■ SOURCE DATA
BEGIN

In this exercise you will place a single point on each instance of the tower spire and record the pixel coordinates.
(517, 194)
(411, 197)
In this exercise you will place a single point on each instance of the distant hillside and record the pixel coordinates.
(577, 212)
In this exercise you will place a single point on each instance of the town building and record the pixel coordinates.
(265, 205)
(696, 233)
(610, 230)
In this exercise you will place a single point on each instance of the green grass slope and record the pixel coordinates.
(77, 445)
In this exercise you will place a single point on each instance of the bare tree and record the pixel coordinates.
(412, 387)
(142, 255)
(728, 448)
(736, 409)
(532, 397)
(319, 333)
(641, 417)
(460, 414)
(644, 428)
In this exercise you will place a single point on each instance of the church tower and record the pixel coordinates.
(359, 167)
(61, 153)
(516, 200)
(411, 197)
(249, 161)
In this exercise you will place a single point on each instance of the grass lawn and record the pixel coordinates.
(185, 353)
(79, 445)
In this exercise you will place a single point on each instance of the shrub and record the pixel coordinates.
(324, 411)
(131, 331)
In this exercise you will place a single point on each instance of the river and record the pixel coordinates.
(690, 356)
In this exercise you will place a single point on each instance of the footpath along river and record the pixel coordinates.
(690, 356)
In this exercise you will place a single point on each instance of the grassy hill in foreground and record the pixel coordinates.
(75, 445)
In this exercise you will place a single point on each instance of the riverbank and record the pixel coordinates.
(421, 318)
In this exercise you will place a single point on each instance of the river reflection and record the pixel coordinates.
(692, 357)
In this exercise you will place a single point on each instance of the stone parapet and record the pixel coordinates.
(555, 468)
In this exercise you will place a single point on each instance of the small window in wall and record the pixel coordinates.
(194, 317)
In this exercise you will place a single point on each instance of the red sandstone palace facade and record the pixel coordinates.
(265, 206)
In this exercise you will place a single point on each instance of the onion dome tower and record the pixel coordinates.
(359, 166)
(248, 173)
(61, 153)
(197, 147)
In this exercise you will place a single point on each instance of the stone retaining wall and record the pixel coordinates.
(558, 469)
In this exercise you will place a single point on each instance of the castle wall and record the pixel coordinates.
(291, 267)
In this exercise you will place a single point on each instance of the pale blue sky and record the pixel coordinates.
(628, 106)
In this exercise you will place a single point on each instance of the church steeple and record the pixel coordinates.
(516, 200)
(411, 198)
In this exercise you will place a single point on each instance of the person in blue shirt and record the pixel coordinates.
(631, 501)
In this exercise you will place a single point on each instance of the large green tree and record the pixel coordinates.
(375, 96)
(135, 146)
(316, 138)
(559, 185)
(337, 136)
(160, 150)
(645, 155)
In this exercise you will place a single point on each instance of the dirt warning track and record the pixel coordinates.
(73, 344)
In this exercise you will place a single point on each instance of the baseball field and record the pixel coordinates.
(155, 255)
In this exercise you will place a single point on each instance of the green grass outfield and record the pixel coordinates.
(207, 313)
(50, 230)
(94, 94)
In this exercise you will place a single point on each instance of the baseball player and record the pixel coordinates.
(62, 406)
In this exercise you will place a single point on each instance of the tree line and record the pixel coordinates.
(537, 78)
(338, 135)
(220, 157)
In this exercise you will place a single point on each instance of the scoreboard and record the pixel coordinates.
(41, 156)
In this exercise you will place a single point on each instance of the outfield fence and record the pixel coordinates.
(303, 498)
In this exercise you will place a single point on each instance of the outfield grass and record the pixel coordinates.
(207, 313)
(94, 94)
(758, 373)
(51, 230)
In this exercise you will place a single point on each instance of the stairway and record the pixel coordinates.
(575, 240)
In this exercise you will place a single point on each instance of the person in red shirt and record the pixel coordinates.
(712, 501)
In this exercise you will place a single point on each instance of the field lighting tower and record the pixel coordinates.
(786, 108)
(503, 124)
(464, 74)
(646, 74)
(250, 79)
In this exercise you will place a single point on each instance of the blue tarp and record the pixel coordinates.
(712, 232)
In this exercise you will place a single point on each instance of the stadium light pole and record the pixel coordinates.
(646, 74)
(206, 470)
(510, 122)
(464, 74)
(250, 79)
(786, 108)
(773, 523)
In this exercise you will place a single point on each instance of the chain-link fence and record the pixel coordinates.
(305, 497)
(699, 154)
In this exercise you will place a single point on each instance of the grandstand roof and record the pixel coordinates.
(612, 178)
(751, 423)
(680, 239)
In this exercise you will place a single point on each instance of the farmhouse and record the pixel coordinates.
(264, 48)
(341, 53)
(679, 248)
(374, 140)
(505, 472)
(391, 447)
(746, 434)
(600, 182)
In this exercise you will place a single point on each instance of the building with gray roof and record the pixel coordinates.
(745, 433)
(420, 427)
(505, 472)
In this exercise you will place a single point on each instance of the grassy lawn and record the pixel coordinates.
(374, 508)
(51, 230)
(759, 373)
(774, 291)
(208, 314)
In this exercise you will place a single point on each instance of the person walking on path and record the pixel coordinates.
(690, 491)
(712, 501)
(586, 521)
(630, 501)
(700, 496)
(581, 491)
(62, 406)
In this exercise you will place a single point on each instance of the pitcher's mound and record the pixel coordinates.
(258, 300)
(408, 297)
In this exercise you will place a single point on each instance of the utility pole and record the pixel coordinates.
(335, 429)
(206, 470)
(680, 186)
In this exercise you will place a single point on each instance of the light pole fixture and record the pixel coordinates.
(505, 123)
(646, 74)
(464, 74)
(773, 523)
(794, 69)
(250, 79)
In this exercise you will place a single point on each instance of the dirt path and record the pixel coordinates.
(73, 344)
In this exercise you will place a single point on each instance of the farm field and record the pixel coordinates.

END

■ WHAT YOU ARE ASKED TO DO
Please output the full listing one more time, exactly.

■ SOLUTION TO THE PROBLEM
In this exercise you will place a single point on each instance of the tower spire and record the pixel coordinates.
(517, 194)
(411, 197)
In this exercise you will place a single point on each instance of the distant hillside and record the pixel coordinates.
(577, 212)
In this exercise you will place a single point on each instance of the town building and record the pixel coordinates.
(265, 205)
(696, 233)
(610, 230)
In this exercise you will place a single point on each instance of the green grass slope and record the pixel coordinates.
(77, 445)
In this exercise you will place a single point on each instance of the bare tree and record the pixel coordinates.
(412, 387)
(142, 255)
(728, 448)
(736, 409)
(532, 397)
(319, 333)
(641, 417)
(460, 414)
(644, 428)
In this exercise you will place a single point on each instance of the church tower and record the pixel coordinates.
(359, 167)
(61, 153)
(516, 200)
(411, 197)
(249, 161)
In this exercise you will place a single point on each instance of the grass lawn and record the pixel coordinates.
(185, 353)
(79, 445)
In this exercise you will place a single point on each instance of the shrub and record the pixel coordinates.
(324, 411)
(131, 331)
In this exercise you will place a single point on each instance of the river and record the pixel coordinates.
(690, 356)
In this exercise you will place a single point on each instance of the footpath along river and record the pixel coordinates.
(690, 356)
In this exercise you will place a single point on each instance of the grassy hill in foreground and record the pixel coordinates.
(75, 445)
In this exercise you will place a single point on each instance of the riverbank and record the pixel coordinates.
(421, 318)
In this exercise you will place a single point on each instance of the river reflection and record the pixel coordinates.
(692, 357)
In this exercise you will place a single point on each instance of the stone parapet and record the pixel coordinates.
(555, 468)
In this exercise you will place a single point on each instance of the small window in wall and record the pixel coordinates.
(194, 317)
In this exercise you will place a single point on each instance of the red sandstone palace facade and record the pixel coordinates.
(265, 206)
In this exercise you will place a single point on each instance of the onion dome tower and record the pixel coordinates.
(359, 166)
(248, 173)
(61, 153)
(197, 147)
In this exercise you will place a single point on each instance of the stone retaining wall and record the pixel coordinates.
(558, 469)
In this exercise you will place a single point on each instance of the castle wall and record the pixel coordinates.
(291, 267)
In this exercise you will place a single point on each instance of the pale blue sky and record the pixel coordinates.
(628, 106)
In this exercise you will place a single point on each instance of the church steeple and record the pixel coordinates.
(516, 200)
(411, 198)
In this exercise you will place a single point on each instance of the person in blue shirt and record the pixel coordinates.
(631, 501)
In this exercise you will place a single point on each instance of the large green tree and record the pixel coordinates.
(375, 96)
(135, 146)
(316, 138)
(559, 185)
(337, 136)
(160, 150)
(645, 155)
In this exercise you will place a single point on each instance of the dirt warning track and record the pixel coordinates.
(73, 344)
In this exercise you will place a single point on each instance of the baseball field and record the pixel coordinates.
(155, 255)
In this exercise you will place a single point on each instance of the green grass outfield and record the pixel coordinates.
(207, 313)
(50, 230)
(94, 94)
In this exercise you will place a single point on each instance of the baseball player and record the pixel coordinates.
(62, 406)
In this exercise you will place a single point on each instance of the tree line and record the pixel coordinates.
(537, 78)
(338, 135)
(220, 157)
In this exercise you will place a single point on each instance of the scoreboard and record the pixel coordinates.
(41, 156)
In this exercise you will place a single point on each instance of the outfield fence and record the pixel coordinates.
(303, 498)
In this exercise you will place a single point on each instance of the outfield grass and record the pixel coordinates.
(207, 313)
(94, 94)
(758, 373)
(51, 230)
In this exercise you will place a single point on each instance of the stairway and record the pixel coordinates.
(575, 240)
In this exercise you will place a single point on each instance of the person in red shirt and record the pixel coordinates.
(712, 501)
In this exercise you will place a single point on each instance of the field lighting tower and record the pixel coordinates.
(786, 108)
(503, 124)
(464, 74)
(646, 74)
(250, 79)
In this exercise you will place a single point on each instance of the blue tarp and record the pixel coordinates.
(712, 232)
In this exercise you will place a single point on each instance of the stadium light pole and record the pixel coordinates.
(646, 74)
(206, 470)
(510, 122)
(464, 74)
(250, 79)
(786, 108)
(773, 523)
In this exercise you will place a single point on each instance of the chain-link fence and record the pixel coordinates.
(305, 497)
(699, 154)
In this exercise you will place a single point on each instance of the grandstand roof and record the pixel coordinates.
(612, 178)
(751, 423)
(680, 239)
In this exercise you will place a single point on each instance of the farmhouse and record the pixel coordinates.
(264, 48)
(341, 53)
(679, 248)
(374, 140)
(505, 472)
(391, 447)
(746, 434)
(600, 182)
In this exercise you will place a single point on each instance of the building with gray roof and record the pixel coordinates.
(745, 433)
(420, 427)
(505, 472)
In this exercise you will place a single point on each instance of the grassy lawn and record the pixel coordinates.
(374, 508)
(51, 230)
(759, 373)
(774, 291)
(208, 314)
In this exercise you will place a single point on each instance of the person walking on path and record the pixel coordinates.
(690, 491)
(712, 501)
(586, 521)
(630, 501)
(700, 496)
(581, 491)
(62, 406)
In this exercise you will place a single point on each instance of the pitcher's mound and record the pixel coordinates.
(258, 300)
(408, 297)
In this exercise you will place a single point on each instance of the utility pole and record the pixel coordinates.
(335, 429)
(206, 470)
(680, 186)
In this exercise you will place a single point on each instance of the light pole fixture and record the pixel coordinates.
(505, 123)
(646, 74)
(464, 74)
(773, 523)
(794, 69)
(250, 79)
In this exercise you will place a single point on each instance of the dirt path and record the pixel coordinates.
(73, 344)
In this exercise you will place a single point on each instance of the farm field and record the pixel coordinates.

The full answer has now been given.